Directions
Each line below has to be set down again exactly.

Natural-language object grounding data
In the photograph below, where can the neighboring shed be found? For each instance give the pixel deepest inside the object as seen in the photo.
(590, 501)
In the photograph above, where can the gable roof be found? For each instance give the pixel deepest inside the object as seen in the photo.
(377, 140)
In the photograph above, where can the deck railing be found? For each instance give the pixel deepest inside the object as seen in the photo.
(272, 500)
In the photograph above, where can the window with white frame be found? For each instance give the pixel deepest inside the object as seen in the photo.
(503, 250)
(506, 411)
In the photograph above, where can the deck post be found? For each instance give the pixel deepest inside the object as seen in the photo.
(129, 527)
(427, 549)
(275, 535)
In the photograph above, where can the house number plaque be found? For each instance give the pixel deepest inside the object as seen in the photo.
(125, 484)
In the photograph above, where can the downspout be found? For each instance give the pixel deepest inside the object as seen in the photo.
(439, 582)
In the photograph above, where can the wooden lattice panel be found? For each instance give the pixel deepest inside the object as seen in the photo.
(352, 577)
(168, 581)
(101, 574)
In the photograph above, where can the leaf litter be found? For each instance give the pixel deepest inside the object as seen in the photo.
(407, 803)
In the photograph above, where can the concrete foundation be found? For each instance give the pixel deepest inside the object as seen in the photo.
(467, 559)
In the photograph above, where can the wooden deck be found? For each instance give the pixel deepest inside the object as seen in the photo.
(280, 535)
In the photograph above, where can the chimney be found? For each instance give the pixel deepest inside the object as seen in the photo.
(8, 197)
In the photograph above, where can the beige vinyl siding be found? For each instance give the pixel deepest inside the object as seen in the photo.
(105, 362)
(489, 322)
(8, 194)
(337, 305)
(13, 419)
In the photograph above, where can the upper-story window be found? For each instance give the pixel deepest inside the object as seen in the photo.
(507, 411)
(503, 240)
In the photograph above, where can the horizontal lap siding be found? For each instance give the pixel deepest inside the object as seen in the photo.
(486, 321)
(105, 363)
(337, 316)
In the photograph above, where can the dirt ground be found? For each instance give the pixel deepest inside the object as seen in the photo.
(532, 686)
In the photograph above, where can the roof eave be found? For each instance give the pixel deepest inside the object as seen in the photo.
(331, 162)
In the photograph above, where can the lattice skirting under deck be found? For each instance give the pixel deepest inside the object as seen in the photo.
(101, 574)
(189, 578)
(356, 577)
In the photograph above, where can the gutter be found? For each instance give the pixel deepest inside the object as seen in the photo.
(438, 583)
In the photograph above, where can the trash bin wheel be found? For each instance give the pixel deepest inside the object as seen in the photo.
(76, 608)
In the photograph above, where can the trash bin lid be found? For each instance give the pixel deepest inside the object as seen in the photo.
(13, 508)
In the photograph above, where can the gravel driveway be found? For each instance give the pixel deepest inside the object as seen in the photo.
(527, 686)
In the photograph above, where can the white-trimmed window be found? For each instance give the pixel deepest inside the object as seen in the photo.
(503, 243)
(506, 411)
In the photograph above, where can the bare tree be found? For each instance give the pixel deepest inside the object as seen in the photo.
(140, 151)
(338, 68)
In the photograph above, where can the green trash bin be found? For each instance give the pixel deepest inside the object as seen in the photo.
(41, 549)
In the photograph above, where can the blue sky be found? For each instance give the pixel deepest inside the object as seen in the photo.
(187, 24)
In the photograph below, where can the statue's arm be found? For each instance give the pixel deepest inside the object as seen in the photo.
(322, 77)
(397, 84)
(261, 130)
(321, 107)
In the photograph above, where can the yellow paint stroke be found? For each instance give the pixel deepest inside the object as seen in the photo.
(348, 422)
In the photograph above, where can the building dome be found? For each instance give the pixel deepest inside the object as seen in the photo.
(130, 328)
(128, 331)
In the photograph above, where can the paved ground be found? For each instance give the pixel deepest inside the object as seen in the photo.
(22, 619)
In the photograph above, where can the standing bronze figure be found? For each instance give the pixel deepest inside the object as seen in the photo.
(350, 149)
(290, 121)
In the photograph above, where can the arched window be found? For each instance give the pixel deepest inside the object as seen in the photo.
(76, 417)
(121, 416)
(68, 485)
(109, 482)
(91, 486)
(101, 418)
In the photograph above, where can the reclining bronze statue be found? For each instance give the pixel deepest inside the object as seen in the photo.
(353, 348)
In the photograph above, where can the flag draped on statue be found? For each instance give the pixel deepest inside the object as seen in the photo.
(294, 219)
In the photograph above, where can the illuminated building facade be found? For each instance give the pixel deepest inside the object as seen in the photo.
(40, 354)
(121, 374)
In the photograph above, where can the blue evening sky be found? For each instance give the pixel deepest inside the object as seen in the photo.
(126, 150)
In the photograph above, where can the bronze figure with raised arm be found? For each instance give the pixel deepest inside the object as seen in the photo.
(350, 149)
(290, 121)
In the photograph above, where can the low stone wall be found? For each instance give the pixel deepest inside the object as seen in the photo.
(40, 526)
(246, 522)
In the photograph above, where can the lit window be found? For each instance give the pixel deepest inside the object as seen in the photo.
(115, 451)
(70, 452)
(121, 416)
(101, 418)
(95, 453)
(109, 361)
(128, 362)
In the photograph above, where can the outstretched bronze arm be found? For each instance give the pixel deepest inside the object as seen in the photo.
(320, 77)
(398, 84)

Worked solution
In the photograph below, where can the neighboring shed be found? For each instance give the pixel deepest inside the object as seen in the photo.
(590, 501)
In the photograph above, where can the gable roof be found? For each instance give the pixel deepest inside the object as seen in the photo.
(377, 140)
In the photograph above, where can the deck railing be found? For each instance give the pixel deepest inside the object as seen in the photo.
(272, 500)
In the photograph above, where can the window with white frame be found? For each instance give the pixel deepest inside the object as seen in the photo.
(503, 250)
(506, 411)
In the photograph above, where can the deck post be found? For each instance give the pixel deepest inside the object as seen in the photo.
(129, 527)
(427, 549)
(275, 535)
In the photograph above, where can the house number plaque be found? For each instance give the pixel deepest inside the object as seen in the photo.
(125, 484)
In the photograph above, where can the downspout be found? For each instance give the pixel deepest inside the object as seen in the photo.
(439, 582)
In the photograph above, where can the wooden lattice panel be found? For each instance give the pixel deepest inside the object as seen in the photo.
(352, 577)
(168, 581)
(101, 574)
In the photograph above, where can the leaf litter be found? For each instance give the pixel deepest inside the object as seen in the photo.
(407, 803)
In the photograph above, where can the concrete foundation be found? For each instance give the pixel deepest inside the object as seen in the photo.
(467, 559)
In the photograph above, where can the wooden deck be found? For each instance give the pixel deepest inside the object as seen in the photo.
(280, 535)
In the photograph above, where can the chimney be found? For each instance give the pixel deepest inside the object as seen in the photo.
(8, 197)
In the photograph above, where can the beige vinyl siding be found? For each instance give the pixel deepest inside the object as seen in the photo.
(105, 362)
(489, 322)
(8, 194)
(337, 305)
(13, 419)
In the photograph above, where can the upper-story window be found? For each instance give the pixel deepest inside the object as seen in the photo.
(507, 411)
(503, 240)
In the photograph above, where can the horizontal lap siding be found? For each instance give the pixel deepest inside the object as seen in the photo.
(486, 321)
(105, 363)
(337, 316)
In the photograph above, where can the dirt ground be found? For each instance give the pixel deepest inside the object as seen in the photo.
(532, 686)
In the photograph above, where can the roof eave be found? For each instance give the pixel deepest inside the object as seen in the photo.
(331, 162)
In the photograph above, where can the lattice skirting under deck be found? For each instance give the pixel deepest inside the object as seen in the photo.
(101, 574)
(189, 578)
(356, 577)
In the photograph above, where can the gutter be found? For each instance give the pixel deepest inside the object as seen in the photo.
(438, 583)
In the photograph above, where can the trash bin wheel be found? For each instance give the pixel deepest inside the object as seen in the photo.
(76, 608)
In the photograph above, where can the trash bin lid be found? For each instance give the pixel deepest inside the object as seen in the photo.
(13, 508)
In the photograph above, where can the gravel driveway be found? For each instance give the pixel deepest inside the object as seen in the photo.
(527, 686)
In the photograph above, where can the white-trimmed window be found? For each instance give the pixel deepest inside the object as seen in the photo.
(503, 243)
(506, 411)
In the photograph above, where can the bare tree be found? For each instance give the pixel deepest inside the object as seen in the photo.
(140, 151)
(338, 68)
In the photograph above, where can the green trash bin be found? For each instance give the pixel deepest inside the object as seen in the photo.
(41, 549)
In the photograph above, where can the blue sky be found? For each instance give the pixel deepest inside the object as seen in the photo.
(187, 24)
In the photograph below, where can the statue's arm be found? For each instance give the pixel deepest inside the object as seen in the photo.
(322, 77)
(397, 84)
(261, 130)
(321, 107)
In the photograph above, where can the yellow paint stroke be found? For each instance give the pixel deepest inside the object as seen in the photo.
(348, 422)
In the photograph above, where can the building dome be found? For each instance give the pixel deepest inside the object as seen in the photo.
(130, 328)
(128, 331)
In the photograph above, where can the paved ground be found? For each instance give the pixel deepest inside the object as seen in the photo.
(22, 619)
In the photograph above, where can the standing bronze figure be found? For each instance give the pixel deepest inside the object as seen in the photo.
(350, 149)
(290, 121)
In the photograph above, where can the arched window be found? For each instance give the pixel deepest inside the object as seen in the photo.
(76, 417)
(121, 416)
(68, 485)
(109, 482)
(91, 486)
(101, 418)
In the photograph above, where can the reclining bronze statue be found? For each instance give the pixel deepest inside the object as seen in the photo.
(353, 348)
In the photograph above, where can the flag draped on statue be found? For each instance give the pixel deepest inside the object as seen in the photo.
(294, 219)
In the photograph above, where can the illuminated building facade be found? For each instance give the pixel deepest inside the object as seen in the photo.
(40, 354)
(121, 374)
In the photograph above, where can the blue evening sky be found? For each instance give the pixel deepest inside the object as seen in the photo.
(126, 150)
In the photograph above, where can the bronze figure with raised arm be found? For each instance give the pixel deepest inside the object as seen in the photo.
(350, 149)
(290, 121)
In the photograph above, where can the low stone wall be found? For each instance give the pixel deepest inside the object as seen in the photo.
(40, 526)
(246, 522)
In the photograph above, where can the lit window be found? For each instance give the pixel deepest inside the object as seen in the photo.
(115, 451)
(70, 452)
(121, 416)
(101, 418)
(95, 453)
(109, 361)
(128, 362)
In the photograph above, where can the outstretched bronze arm be found? For each instance give the pixel deepest inside the object as seen in the photo.
(320, 77)
(398, 84)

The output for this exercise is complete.